** Start DOCUMENT EXTRACT **
I was finishing packing my bags and boxes that were soon going to follow me to my new university. Not only was I going to be starting college, but I was mentally prepping myself for what was going to be one of the most stressful and rewarding weeks of my life—sorority recruitment.

Everyone has their own idea of what Greek life is really like. To be completely honest, there is no one answer to what it is like. It depends on where you are, who you are, what people you surround yourself with, what chapter you are in, and the type of experience that you are hoping to get out of it all. Being Greek can be the best or the worst time of your college experience—essentially it is exactly what you make of it.

If you are anything like me, you might have a lot of fears and uncertainties about sorority recruitment. You don't know what to expect, what is going to happen, or how you are supposed to act. What I can tell you is this: be yourself.

I know, I know. This is probably the most cliche advice you've heard, but it is so completely true. If you are going into the Greek system to find your home away from home and to surround yourself with people who share your values and passions, then you have to show them all who you really are. Amidst trying to make a recruiter like you and leaving a good impression, you really just need to give them all a reason to remember you for you.

It's not the outfit you wear, if your hair is curled or straight, or if you decided to wing your eyeliner that day or not. Recruitment is about finding your home and you will find it so long as you just be you. I know that putting yourself out there can be intimidating and often can make you uncertain or insecure, but it is the only way to truly get the most out of recruitment and out of the Greek system.
** End DOCUMENT EXTRACT **
**WORK REQUIRED:**
Could you reproduce the essay above on sorority recruitment word for word, from start to finish?
** Start RECORDS SHOWN **
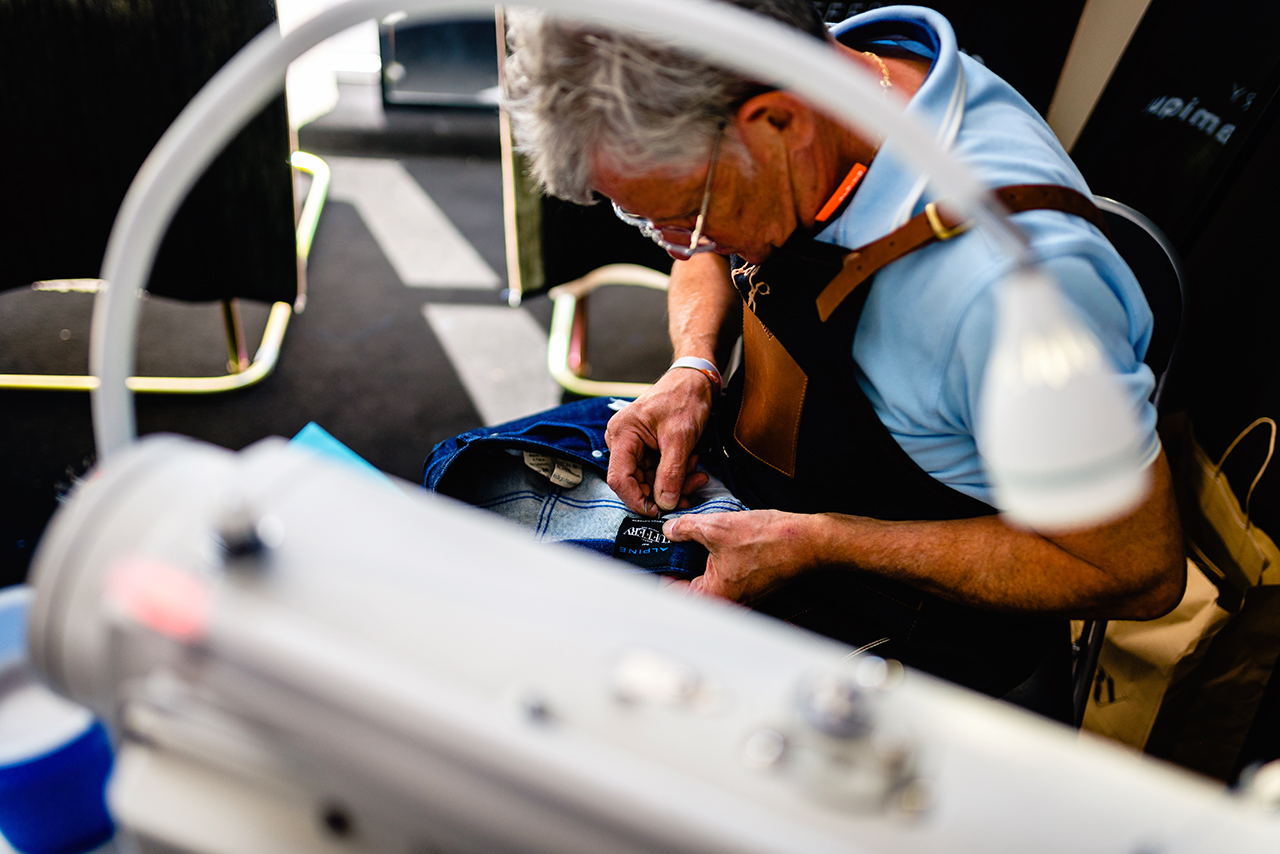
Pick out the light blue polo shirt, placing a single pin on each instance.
(924, 336)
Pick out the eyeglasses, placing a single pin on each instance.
(677, 240)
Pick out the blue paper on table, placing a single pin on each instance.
(315, 438)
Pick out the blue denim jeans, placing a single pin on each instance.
(487, 467)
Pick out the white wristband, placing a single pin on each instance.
(703, 366)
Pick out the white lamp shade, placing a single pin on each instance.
(1057, 434)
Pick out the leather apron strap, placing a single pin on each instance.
(933, 225)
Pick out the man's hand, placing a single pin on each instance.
(652, 462)
(752, 552)
(1128, 569)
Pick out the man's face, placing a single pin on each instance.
(746, 217)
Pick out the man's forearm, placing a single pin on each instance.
(703, 309)
(1130, 569)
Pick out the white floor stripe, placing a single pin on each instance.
(501, 356)
(415, 234)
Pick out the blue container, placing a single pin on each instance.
(54, 757)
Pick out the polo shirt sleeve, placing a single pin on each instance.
(1116, 314)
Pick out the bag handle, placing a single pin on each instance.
(1271, 448)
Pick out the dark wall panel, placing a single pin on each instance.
(1183, 110)
(86, 90)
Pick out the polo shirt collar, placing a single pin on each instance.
(891, 188)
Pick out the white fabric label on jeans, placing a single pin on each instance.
(561, 473)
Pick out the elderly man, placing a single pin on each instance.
(849, 427)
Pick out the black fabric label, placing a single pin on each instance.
(641, 542)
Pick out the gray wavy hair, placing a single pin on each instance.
(576, 92)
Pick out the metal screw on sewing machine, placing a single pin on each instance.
(836, 706)
(242, 533)
(845, 750)
(337, 820)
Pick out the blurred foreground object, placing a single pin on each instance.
(54, 757)
(278, 684)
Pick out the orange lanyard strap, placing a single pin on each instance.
(842, 192)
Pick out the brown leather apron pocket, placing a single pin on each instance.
(768, 421)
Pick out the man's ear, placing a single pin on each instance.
(772, 117)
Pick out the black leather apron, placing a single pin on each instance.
(796, 433)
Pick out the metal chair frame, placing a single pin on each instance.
(241, 371)
(1087, 648)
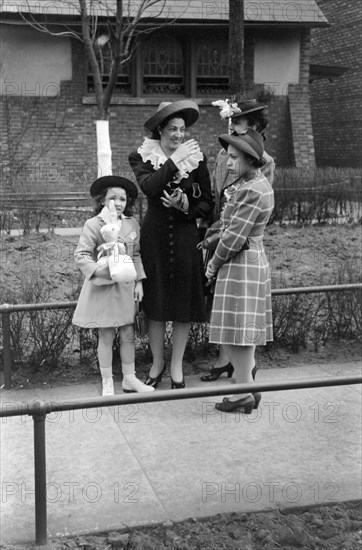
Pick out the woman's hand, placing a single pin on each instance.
(184, 150)
(176, 200)
(138, 291)
(211, 271)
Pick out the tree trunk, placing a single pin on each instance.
(236, 49)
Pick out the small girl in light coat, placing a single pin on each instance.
(102, 304)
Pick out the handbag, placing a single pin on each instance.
(140, 322)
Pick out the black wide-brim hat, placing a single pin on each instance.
(249, 106)
(185, 109)
(113, 181)
(251, 143)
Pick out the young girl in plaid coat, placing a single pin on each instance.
(241, 315)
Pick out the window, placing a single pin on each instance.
(163, 66)
(181, 62)
(104, 58)
(212, 75)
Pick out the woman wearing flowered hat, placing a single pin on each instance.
(173, 175)
(241, 315)
(240, 116)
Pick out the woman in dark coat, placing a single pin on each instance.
(174, 177)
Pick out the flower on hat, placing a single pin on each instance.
(227, 109)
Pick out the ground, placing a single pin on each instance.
(299, 256)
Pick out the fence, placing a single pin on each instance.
(7, 309)
(39, 410)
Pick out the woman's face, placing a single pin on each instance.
(239, 125)
(118, 194)
(237, 163)
(172, 134)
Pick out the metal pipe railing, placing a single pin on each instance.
(7, 309)
(40, 409)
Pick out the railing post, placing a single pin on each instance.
(7, 359)
(40, 478)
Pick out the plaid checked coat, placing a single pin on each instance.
(241, 313)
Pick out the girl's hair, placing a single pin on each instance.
** End RECORDS SHOWN **
**ANSWER TO THIS TASK:**
I was finishing packing my bags and boxes that were soon going to follow me to my new university. Not only was I going to be starting college, but I was mentally prepping myself for what was going to be one of the most stressful and rewarding weeks of my life—sorority recruitment.

Everyone has their own idea of what Greek life is really like. To be completely honest, there is no one answer to what it is like. It depends on where you are, who you are, what people you surround yourself with, what chapter you are in, and the type of experience that you are hoping to get out of it all. Being Greek can be the best or the worst time of your college experience—essentially it is exactly what you make of it.

If you are anything like me, you might have a lot of fears and uncertainties about sorority recruitment. You don't know what to expect, what is going to happen, or how you are supposed to act. What I can tell you is this: be yourself.

I know, I know. This is probably the most cliche advice you've heard, but it is so completely true. If you are going into the Greek system to find your home away from home and to surround yourself with people who share your values and passions, then you have to show them all who you really are. Amidst trying to make a recruiter like you and leaving a good impression, you really just need to give them all a reason to remember you for you.

It's not the outfit you wear, if your hair is curled or straight, or if you decided to wing your eyeliner that day or not. Recruitment is about finding your home and you will find it so long as you just be you. I know that putting yourself out there can be intimidating and often can make you uncertain or insecure, but it is the only way to truly get the most out of recruitment and out of the Greek system.